* **Required action**: Give back only the lines in the records below from the one with "Target: wood grain texture" to the one with "Target: cabinet drawer", both inclusive, word for word.

** Extracted material follows **

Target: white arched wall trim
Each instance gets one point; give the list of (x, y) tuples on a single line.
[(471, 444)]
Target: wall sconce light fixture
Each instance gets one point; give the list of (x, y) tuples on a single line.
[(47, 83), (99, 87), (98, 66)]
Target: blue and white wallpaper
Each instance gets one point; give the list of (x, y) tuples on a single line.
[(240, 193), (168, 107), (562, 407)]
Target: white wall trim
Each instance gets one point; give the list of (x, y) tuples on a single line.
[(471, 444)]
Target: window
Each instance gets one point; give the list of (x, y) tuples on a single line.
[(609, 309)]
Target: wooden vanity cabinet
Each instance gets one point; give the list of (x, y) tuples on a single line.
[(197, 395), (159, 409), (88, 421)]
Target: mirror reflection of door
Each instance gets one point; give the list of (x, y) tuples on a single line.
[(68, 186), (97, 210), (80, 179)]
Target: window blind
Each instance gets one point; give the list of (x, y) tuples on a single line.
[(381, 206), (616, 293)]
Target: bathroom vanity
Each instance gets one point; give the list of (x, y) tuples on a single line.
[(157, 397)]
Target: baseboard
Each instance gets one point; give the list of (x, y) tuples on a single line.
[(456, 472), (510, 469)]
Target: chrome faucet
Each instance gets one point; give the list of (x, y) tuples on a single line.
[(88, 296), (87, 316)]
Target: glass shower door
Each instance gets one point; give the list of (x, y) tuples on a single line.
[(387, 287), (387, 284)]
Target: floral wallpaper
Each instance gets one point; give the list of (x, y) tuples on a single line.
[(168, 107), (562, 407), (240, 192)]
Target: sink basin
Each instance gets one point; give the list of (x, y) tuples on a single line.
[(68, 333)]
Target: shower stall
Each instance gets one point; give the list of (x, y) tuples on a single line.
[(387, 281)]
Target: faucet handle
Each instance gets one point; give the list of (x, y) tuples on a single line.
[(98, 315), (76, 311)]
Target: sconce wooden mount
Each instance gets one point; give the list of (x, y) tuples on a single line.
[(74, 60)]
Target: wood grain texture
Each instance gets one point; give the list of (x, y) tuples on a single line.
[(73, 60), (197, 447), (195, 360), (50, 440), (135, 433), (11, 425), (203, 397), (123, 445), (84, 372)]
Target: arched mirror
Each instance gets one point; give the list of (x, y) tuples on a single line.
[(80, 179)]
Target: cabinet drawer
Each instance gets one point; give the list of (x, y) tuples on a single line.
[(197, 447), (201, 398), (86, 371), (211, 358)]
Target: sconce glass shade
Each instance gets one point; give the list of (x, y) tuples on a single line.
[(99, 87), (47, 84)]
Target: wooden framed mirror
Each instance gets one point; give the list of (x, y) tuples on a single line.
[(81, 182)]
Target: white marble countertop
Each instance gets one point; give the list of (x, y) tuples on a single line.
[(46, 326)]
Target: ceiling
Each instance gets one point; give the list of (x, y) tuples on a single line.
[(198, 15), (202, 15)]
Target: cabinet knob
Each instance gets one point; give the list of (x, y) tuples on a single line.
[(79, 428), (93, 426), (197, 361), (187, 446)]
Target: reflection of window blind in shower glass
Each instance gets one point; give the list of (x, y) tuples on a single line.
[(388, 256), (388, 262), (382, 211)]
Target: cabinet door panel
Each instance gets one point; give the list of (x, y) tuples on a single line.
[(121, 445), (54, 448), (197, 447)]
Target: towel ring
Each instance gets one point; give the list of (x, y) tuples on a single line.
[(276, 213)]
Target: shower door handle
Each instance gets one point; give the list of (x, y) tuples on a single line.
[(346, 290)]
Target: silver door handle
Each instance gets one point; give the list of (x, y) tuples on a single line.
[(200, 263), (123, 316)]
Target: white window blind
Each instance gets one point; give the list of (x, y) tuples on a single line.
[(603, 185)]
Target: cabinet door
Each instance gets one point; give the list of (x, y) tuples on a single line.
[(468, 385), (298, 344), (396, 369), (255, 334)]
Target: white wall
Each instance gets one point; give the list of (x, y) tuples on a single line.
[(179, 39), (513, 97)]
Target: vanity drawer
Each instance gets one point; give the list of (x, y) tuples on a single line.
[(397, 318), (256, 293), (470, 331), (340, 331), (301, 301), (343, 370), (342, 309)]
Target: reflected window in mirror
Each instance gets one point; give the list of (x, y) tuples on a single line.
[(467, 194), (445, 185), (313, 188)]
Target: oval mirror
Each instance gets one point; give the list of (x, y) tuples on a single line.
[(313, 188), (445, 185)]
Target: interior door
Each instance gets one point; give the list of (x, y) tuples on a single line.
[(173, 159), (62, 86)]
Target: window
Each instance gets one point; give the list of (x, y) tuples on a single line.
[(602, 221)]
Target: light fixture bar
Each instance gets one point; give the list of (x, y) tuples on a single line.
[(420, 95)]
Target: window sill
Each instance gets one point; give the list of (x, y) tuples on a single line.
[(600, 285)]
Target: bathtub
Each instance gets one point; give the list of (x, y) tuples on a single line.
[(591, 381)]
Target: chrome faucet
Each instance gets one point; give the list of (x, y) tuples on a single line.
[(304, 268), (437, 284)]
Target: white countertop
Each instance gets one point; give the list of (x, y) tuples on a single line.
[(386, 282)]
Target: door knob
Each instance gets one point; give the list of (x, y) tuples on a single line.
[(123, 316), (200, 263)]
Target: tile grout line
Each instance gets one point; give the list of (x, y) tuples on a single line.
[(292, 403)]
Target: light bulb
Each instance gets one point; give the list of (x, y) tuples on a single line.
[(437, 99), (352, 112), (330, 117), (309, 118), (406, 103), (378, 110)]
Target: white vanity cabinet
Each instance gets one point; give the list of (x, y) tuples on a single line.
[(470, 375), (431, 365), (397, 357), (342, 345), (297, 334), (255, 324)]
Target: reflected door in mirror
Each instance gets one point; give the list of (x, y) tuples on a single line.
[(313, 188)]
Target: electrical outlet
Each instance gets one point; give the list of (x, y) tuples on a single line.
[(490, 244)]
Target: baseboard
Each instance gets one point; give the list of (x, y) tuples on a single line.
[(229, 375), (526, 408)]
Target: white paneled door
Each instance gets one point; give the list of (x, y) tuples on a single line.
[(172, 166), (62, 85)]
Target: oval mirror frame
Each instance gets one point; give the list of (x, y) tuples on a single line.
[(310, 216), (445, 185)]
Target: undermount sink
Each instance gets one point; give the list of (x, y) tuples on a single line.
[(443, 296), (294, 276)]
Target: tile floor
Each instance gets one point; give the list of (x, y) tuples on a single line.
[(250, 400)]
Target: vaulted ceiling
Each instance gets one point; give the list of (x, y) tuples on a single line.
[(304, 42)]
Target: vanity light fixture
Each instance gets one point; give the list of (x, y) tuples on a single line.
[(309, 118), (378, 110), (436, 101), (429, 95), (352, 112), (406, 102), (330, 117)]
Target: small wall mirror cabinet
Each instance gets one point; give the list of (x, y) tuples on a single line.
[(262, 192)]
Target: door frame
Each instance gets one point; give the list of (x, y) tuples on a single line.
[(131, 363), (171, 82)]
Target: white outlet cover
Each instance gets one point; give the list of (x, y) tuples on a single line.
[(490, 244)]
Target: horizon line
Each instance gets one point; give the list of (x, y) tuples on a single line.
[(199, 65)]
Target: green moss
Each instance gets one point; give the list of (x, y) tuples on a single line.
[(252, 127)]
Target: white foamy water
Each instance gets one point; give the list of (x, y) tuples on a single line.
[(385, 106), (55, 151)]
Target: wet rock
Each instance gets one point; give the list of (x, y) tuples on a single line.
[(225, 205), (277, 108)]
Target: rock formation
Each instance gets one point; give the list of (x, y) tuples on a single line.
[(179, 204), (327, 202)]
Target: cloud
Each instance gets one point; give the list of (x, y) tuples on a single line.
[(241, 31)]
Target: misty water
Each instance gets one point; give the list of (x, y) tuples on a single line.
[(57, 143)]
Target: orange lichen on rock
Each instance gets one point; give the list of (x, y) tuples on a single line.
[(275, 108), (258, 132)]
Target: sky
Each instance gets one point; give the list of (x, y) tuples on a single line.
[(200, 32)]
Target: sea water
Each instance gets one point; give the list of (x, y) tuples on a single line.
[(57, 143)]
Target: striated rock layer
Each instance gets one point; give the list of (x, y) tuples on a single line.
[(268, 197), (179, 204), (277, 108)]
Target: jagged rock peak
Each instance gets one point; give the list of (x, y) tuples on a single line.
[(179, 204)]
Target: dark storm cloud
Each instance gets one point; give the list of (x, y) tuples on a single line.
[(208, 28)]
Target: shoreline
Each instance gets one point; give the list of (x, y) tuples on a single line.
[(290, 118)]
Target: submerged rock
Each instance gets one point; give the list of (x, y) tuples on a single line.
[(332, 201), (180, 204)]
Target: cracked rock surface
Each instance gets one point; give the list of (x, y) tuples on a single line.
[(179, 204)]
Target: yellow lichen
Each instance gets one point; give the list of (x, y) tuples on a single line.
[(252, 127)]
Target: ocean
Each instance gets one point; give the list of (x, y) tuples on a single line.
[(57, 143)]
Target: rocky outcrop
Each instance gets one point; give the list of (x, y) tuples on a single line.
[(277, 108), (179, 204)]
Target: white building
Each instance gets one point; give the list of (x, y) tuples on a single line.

** End of Extracted material **

* **Answer**:
Target: wood grain texture
Each instance gets one point; give the list of (x, y) tuples on a single line.
[(73, 60), (197, 447), (195, 360), (50, 440), (135, 433), (11, 425), (203, 397), (123, 445), (84, 372)]
Target: arched mirror
Each instance gets one point; give the list of (x, y) tuples on a single line.
[(80, 179)]
Target: cabinet drawer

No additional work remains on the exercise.